◆ DESCRIPTION OF THE TASK ◆
Among the records that follow, find the line with "Query: marina" and the line with "pixel 190 278.". Set down those lines and all lines between them exactly, without adding anything.
** AVAILABLE DATA follows **
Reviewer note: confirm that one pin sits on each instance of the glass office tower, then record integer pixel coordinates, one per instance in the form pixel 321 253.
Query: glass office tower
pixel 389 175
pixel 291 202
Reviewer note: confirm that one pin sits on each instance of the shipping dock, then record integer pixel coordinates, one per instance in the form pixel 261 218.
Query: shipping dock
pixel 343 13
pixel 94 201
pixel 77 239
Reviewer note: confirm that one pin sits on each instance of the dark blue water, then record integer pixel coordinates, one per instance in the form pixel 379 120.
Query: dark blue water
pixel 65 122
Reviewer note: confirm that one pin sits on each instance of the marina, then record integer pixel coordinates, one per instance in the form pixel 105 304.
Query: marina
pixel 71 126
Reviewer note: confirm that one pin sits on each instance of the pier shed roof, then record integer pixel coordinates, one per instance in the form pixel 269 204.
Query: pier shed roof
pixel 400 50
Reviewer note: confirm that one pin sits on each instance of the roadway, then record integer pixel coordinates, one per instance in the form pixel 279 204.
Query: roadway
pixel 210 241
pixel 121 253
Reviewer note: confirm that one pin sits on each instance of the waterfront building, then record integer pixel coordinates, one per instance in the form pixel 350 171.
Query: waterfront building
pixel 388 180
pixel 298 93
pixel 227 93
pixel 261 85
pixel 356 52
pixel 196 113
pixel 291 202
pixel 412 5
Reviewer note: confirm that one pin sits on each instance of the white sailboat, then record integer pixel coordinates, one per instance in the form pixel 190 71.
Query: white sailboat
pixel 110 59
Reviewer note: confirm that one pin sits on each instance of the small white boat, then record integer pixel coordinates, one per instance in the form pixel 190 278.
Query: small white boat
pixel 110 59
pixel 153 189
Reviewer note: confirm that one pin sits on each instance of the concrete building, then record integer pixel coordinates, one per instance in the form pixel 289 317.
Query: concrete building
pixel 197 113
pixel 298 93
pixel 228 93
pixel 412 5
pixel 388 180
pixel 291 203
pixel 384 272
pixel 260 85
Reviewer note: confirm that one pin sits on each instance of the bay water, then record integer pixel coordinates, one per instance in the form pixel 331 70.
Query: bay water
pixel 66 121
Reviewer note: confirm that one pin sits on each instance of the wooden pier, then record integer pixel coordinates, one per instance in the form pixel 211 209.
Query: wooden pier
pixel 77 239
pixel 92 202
** End of AVAILABLE DATA **
◆ REPLY TO THE EXERCISE ◆
Query: marina
pixel 71 126
Reviewer note: confirm that one pin sits on each instance of the pier shed roof, then record integer pixel coordinates, one per instance in the form pixel 269 204.
Query: pier shed roof
pixel 400 50
Reviewer note: confirm that one pin sits on each instance of the roadway, then record integer pixel coordinates, one per instance in the form pixel 279 204.
Query: roadway
pixel 210 241
pixel 121 253
Reviewer note: confirm that one pin sits on each instance of the waterfront building, then record integer pixel coordinates, one per instance in the form pixel 350 171.
Query: waterfront building
pixel 388 180
pixel 298 93
pixel 227 93
pixel 261 85
pixel 356 52
pixel 196 113
pixel 291 202
pixel 412 5
Reviewer note: confirm that one pin sits on each instance of the white sailboat, then record integer pixel coordinates, one per instance in the form pixel 190 71.
Query: white sailboat
pixel 110 59
Reviewer note: confirm that one pin sits on each instance of the small white boat, then record integer pixel coordinates, one per instance in the form pixel 190 278.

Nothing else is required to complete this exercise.